==== Text section

Agencies and private companies can use a variety of technical and policy approaches, possibly in combination, to achieve disclosure risk/usefulness trade-offs that are acceptable to various stakeholders. Confronted with myriad options, how can an entity arrive at an ideal approach?
Answers to this question are necessarily context specific. However, some decision points are common to many data dissemination scenarios.

In the interior cells, “Access” refers to approaches that could be particularly effective for managing disclosure risk/usefulness trade-offs. “RD” refers to restricted data, which includes policy approaches like secure data enclaves, licensing and other data-use agreements, penalties and incentives for responsible use, and query auditing. “DL” refers to disclosure limitation, which includes techniques like formal privacy, secure multiparty computation, and synthetic data approaches. “Tiers” refers to tiered access, which may include validation/verification of results from redacted data and access to confidential data under policy restrictions. “Privacy” refers to a general characterization of the desired privacy protections/guarantees on blended data products.
8.3.1 Current statistical data privacy workflow
The current standard workflow for statistical data privacy applications includes three main components: (1) data, (2) privacy practitioner(s), and (3) decisionmaker(s). At the start, privacy practitioners review the data (at the least the data schema2) and talk with the decisionmakers. From there, the privacy practitioners determine the privacy loss and utility framework of definitions, with possible input from the data and the decisionmakers. Decisionmakers then choose the threshold levels of privacy loss and utility, which depend on the legal or societal context and any practical constraints.
From here, the privacy practitioner selects the statistical data privacy method that meets the desired privacy loss and utility definitions and thresholds. This decision may also use information from the data. Finally, after all the prior decisions are made, the privacy practitioner implements the statistical data privacy method on the data. In some instances, feedback loops exist.

8.3.2 Aspirational equitable statistical data privacy workflow
As discussed in the class activity, there are obvious issues with the previous workflow. This is why Bowen and Snoke (2023) proposed an aspirational workflow. It is called aspirational because we do not expect every step to always be possible in a real-world implementation. That being said, considering these steps can help make equity part of the process from beginning to end. Below, we describe the six steps of the process in greater detail.

Identify groups in the data
Identify appropriate representatives for the groups
Determine privacy and utility definitions and preferences with representatives and decisionmakers
- Define statistical utility and privacy loss
- Choose group-level preferences for statistical utility and privacy loss thresholds
Communicate constraints to representatives and decisionmakers
- Use metrics and visuals for group-level tradeoff curves
- Explain technical shortcomings related to group size
Choose a statistical data privacy implementation that best satisfies definitions, preferences, and constraints
Publish each step of the process
Every step in the process has limitations, so the entire process must be transparent. Because each of the prior steps is aspirational and may require significant growth in the field, transparency is one of the most immediate actions that practitioners can take. The process could be reported in public presentations, documentations, or regular meetings (Murray, Falkenburger, and Saxena 2015; Cohen et al. 2022). This transparency allows outside groups and entities to critique the decisions, offer input during the process, and understand what decisions were made. With feedback, each step of the process can be refined, such as selecting group representatives, choosing preferences, or navigating technical shortcomings.

========
==== Supplied entries

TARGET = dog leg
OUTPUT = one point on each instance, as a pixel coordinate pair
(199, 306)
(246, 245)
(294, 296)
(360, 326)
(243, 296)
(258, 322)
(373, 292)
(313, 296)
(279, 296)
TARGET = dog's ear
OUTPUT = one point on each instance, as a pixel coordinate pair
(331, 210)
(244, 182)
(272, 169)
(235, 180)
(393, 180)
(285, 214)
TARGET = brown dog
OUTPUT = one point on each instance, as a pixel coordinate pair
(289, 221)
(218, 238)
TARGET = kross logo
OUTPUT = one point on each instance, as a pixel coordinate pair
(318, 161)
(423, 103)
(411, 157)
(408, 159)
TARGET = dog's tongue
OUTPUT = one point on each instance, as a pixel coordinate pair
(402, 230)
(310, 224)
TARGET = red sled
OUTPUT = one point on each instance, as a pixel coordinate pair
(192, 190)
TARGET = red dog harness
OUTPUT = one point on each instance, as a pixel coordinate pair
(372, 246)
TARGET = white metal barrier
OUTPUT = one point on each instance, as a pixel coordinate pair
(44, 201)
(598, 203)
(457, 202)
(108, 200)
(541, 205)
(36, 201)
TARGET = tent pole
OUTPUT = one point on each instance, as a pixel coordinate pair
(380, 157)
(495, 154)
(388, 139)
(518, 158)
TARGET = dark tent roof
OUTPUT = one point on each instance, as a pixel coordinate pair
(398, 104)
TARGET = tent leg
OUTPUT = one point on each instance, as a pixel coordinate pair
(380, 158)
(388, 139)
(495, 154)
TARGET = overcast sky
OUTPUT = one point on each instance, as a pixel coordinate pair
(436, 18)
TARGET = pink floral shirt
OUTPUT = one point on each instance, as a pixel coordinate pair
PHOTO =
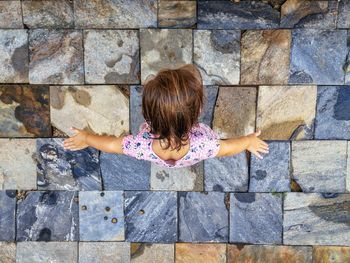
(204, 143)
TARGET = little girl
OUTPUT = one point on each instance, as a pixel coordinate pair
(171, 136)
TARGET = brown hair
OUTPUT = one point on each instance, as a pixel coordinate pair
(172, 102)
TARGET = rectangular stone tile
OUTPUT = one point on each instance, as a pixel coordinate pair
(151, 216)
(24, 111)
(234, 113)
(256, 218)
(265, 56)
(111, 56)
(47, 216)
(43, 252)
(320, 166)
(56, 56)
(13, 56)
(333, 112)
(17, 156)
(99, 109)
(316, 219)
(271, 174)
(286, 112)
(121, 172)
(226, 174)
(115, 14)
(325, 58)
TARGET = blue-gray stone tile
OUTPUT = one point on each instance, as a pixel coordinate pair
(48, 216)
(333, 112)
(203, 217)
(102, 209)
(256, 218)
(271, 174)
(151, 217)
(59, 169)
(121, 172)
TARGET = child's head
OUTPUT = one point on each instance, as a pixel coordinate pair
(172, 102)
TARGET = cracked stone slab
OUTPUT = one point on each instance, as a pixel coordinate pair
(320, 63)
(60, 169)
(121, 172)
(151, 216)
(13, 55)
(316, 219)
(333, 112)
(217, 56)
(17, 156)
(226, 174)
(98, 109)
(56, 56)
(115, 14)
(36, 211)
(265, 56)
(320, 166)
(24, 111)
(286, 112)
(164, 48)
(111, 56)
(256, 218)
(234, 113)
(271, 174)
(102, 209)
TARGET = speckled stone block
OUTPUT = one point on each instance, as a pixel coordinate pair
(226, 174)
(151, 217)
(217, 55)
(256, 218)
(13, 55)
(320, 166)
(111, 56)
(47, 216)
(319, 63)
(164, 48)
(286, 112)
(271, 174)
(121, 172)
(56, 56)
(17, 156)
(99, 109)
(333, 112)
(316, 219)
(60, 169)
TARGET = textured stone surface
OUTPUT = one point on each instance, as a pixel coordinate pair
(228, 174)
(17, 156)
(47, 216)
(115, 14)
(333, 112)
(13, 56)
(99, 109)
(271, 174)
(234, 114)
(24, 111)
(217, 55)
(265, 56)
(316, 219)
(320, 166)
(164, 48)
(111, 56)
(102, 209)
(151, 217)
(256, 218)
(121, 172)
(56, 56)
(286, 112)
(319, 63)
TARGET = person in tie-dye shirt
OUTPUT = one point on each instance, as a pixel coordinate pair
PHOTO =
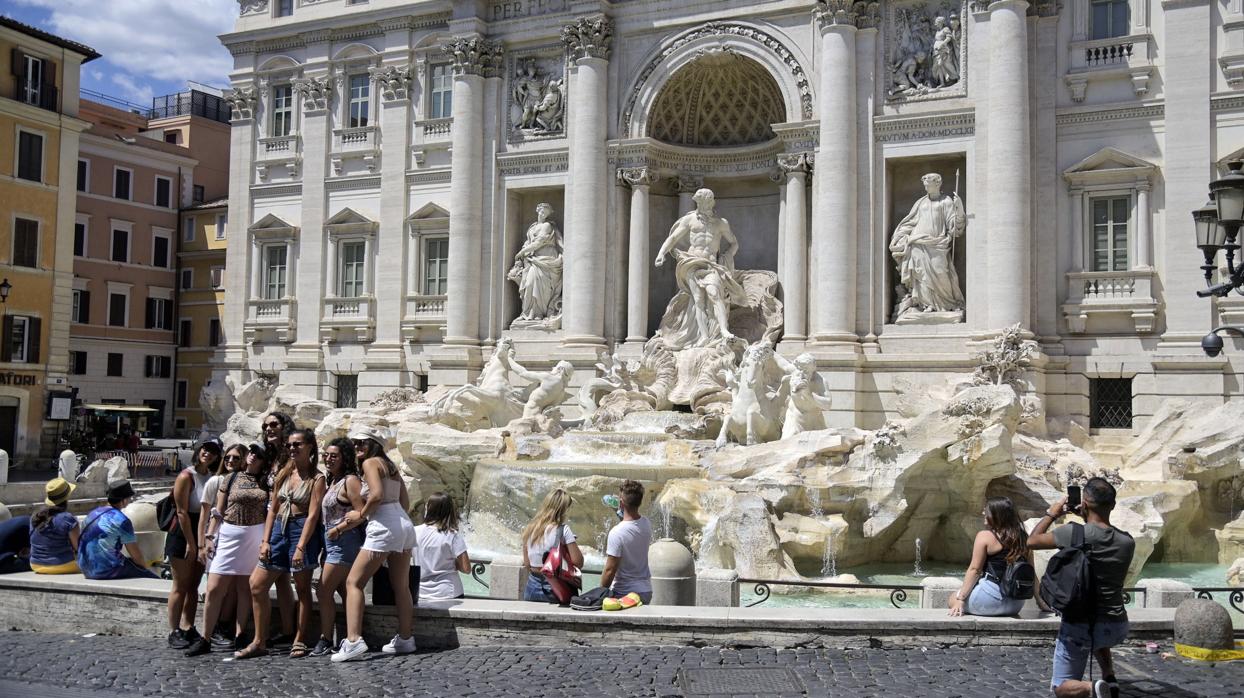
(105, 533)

========

Problems and tasks.
1) In the text on statistical data privacy workflows, why is transparency described as one of the most immediate actions practitioners can take? Answer in one to three sentences.
2) According to the text on statistical data privacy workflows, who chooses the threshold levels of privacy loss and utility in the current standard workflow?

Per-task outputs.
1) Each of the earlier steps in the workflow is aspirational and may require significant growth in the field. Publishing the process is something practitioners can do now.

2) The decisionmakers choose them.